** Aim of the exercise **
Search term "query": copy each line of the records that contains it.

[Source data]
┌────────
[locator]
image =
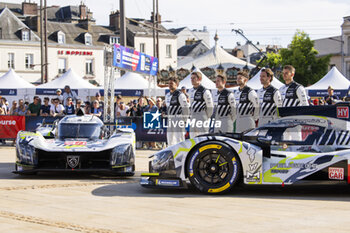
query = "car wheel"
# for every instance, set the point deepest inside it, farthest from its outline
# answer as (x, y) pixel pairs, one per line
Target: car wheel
(213, 168)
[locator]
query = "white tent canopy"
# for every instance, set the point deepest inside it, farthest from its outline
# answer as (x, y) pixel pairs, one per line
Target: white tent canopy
(70, 78)
(214, 57)
(13, 87)
(333, 78)
(206, 82)
(12, 80)
(256, 84)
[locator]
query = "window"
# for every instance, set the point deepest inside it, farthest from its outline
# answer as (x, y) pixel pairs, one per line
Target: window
(29, 61)
(168, 51)
(61, 38)
(142, 47)
(62, 65)
(88, 66)
(88, 39)
(114, 40)
(11, 60)
(25, 35)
└────────
** Exercise output **
query = "car wheel"
query = "white tent canopy"
query = "window"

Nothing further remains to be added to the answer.